── Input data ──

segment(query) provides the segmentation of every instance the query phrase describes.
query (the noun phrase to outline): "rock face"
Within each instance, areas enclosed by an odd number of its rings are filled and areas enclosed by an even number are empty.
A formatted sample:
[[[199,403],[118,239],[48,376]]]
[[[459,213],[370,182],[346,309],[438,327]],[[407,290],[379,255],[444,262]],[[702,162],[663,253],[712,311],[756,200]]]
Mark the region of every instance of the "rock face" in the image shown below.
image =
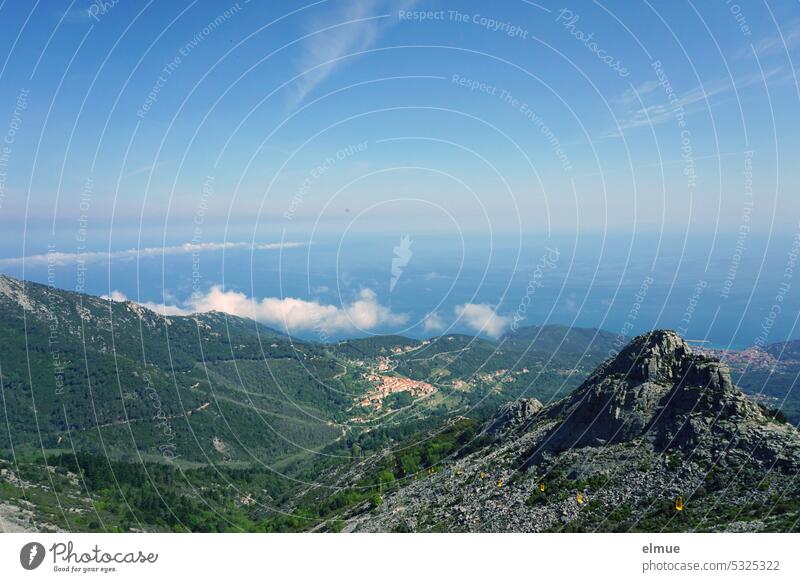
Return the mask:
[[[657,452],[696,451],[712,441],[746,445],[760,460],[780,458],[782,443],[760,427],[769,419],[731,382],[719,360],[693,354],[673,331],[632,341],[549,411],[563,418],[541,451],[555,452],[644,438]],[[774,445],[770,447],[770,445]],[[773,449],[769,453],[770,448]]]
[[[536,398],[521,398],[503,405],[486,427],[490,435],[509,434],[524,429],[544,408]]]
[[[345,529],[787,531],[800,523],[800,503],[781,501],[800,498],[800,433],[672,331],[634,339],[563,400],[506,405],[482,435],[488,444],[350,516]]]

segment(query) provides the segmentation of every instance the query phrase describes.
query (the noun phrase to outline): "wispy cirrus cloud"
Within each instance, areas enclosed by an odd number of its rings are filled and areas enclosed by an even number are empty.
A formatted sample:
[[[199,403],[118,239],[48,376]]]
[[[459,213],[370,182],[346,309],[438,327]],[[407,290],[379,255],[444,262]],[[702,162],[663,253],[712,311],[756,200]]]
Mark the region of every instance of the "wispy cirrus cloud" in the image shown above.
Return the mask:
[[[143,247],[125,249],[121,251],[90,251],[84,253],[64,253],[50,252],[39,255],[28,255],[25,257],[12,257],[0,259],[0,267],[27,267],[55,266],[63,267],[77,263],[79,260],[85,264],[107,263],[110,261],[132,261],[134,259],[148,259],[152,257],[163,257],[166,255],[190,255],[221,250],[247,249],[256,251],[291,249],[303,247],[301,242],[283,243],[260,243],[251,244],[245,242],[221,242],[221,243],[186,243],[169,247]]]
[[[707,102],[723,95],[764,83],[784,82],[790,76],[791,71],[781,65],[764,70],[763,75],[758,72],[736,79],[712,79],[686,91],[676,91],[674,99],[668,95],[667,88],[659,81],[651,79],[639,85],[632,85],[617,98],[620,110],[617,116],[619,128],[611,131],[607,137],[621,137],[621,131],[674,121],[679,112],[682,115],[689,115],[705,109]],[[648,101],[656,103],[647,104]]]
[[[297,71],[303,76],[297,82],[291,106],[299,105],[315,87],[345,64],[343,57],[372,47],[395,21],[400,10],[408,10],[419,0],[384,2],[358,0],[310,21],[308,39],[297,60]],[[317,34],[314,34],[317,33]]]
[[[455,307],[456,316],[478,333],[500,337],[511,324],[511,318],[499,315],[488,303],[464,303]]]
[[[785,55],[787,52],[794,51],[800,47],[800,20],[794,20],[787,24],[783,30],[778,30],[778,34],[765,36],[739,51],[739,57],[752,57],[753,53],[758,58],[766,58],[774,55]]]

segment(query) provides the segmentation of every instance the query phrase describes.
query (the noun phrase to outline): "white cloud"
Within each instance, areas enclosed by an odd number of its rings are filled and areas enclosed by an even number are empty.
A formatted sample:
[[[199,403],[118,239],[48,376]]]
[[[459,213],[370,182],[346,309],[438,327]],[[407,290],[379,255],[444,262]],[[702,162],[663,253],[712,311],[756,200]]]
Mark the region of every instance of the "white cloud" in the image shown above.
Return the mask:
[[[297,82],[293,106],[302,102],[317,85],[345,64],[347,59],[343,57],[373,46],[391,22],[392,15],[407,10],[417,2],[405,0],[387,3],[386,7],[379,0],[344,2],[336,13],[312,22],[306,34],[319,30],[323,32],[313,34],[303,44],[303,55],[297,63],[297,69],[305,74]],[[329,64],[319,66],[323,63]]]
[[[490,337],[500,337],[511,323],[511,318],[498,315],[488,303],[464,303],[455,307],[456,316],[469,327]]]
[[[223,242],[223,243],[185,243],[171,247],[144,247],[139,249],[126,249],[122,251],[91,251],[85,253],[61,253],[51,252],[41,255],[28,255],[27,257],[13,257],[0,259],[0,267],[18,267],[23,264],[27,267],[55,266],[63,267],[71,265],[78,260],[90,263],[104,263],[109,261],[132,261],[134,259],[147,259],[151,257],[162,257],[165,255],[181,255],[203,253],[221,250],[248,249],[256,251],[291,249],[305,246],[305,243],[285,242],[285,243],[261,243],[251,244],[244,242]]]
[[[112,291],[110,295],[103,295],[102,298],[110,299],[111,301],[117,301],[119,303],[129,301],[128,297],[124,293],[116,290]],[[166,305],[164,303],[154,303],[152,301],[133,301],[133,303],[141,305],[150,311],[155,311],[159,315],[189,315],[191,313],[191,311],[178,307],[177,305]]]
[[[444,329],[444,320],[436,313],[429,313],[422,322],[422,327],[425,333],[438,333]]]
[[[114,301],[127,300],[119,291],[112,292],[106,298]],[[353,302],[342,306],[294,297],[252,299],[239,291],[225,291],[220,286],[212,287],[205,295],[194,297],[182,306],[152,302],[140,305],[163,315],[221,311],[255,319],[289,332],[316,330],[338,333],[371,330],[382,325],[400,325],[408,320],[407,315],[393,313],[391,309],[381,305],[371,289],[363,289]]]
[[[800,20],[795,20],[790,23],[781,34],[776,36],[767,36],[761,40],[753,43],[752,48],[743,48],[739,53],[741,57],[753,56],[753,51],[759,58],[768,57],[772,55],[786,54],[792,52],[800,46]]]

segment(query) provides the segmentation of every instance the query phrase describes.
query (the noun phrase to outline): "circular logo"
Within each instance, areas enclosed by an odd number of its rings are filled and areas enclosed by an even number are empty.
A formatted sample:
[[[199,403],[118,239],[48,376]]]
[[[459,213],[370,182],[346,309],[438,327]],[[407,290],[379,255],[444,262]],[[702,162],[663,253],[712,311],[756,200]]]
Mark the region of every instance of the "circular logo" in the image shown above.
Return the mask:
[[[19,552],[19,563],[26,570],[35,570],[42,565],[44,554],[44,546],[39,542],[27,543]]]

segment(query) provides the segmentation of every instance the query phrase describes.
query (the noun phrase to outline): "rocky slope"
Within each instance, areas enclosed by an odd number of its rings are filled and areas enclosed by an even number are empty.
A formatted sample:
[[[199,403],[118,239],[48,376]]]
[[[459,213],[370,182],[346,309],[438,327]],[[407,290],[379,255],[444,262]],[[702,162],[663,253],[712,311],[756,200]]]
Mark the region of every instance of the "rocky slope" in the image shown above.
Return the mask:
[[[345,530],[786,531],[800,517],[797,429],[671,331],[636,338],[550,406],[504,407],[482,438]]]

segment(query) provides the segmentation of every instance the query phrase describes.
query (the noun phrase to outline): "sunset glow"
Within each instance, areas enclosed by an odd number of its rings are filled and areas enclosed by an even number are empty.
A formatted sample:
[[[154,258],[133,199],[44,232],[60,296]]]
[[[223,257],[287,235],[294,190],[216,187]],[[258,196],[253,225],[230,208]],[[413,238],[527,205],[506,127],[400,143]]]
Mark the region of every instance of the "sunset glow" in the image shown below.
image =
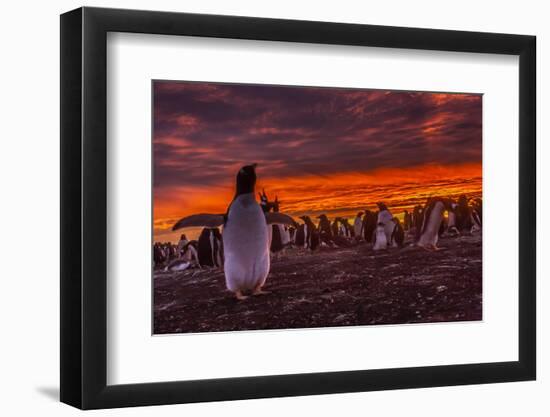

───

## Task details
Please report how many lines in the records above contain the string "glow", matching case exactly, and give only that number.

## Written reply
2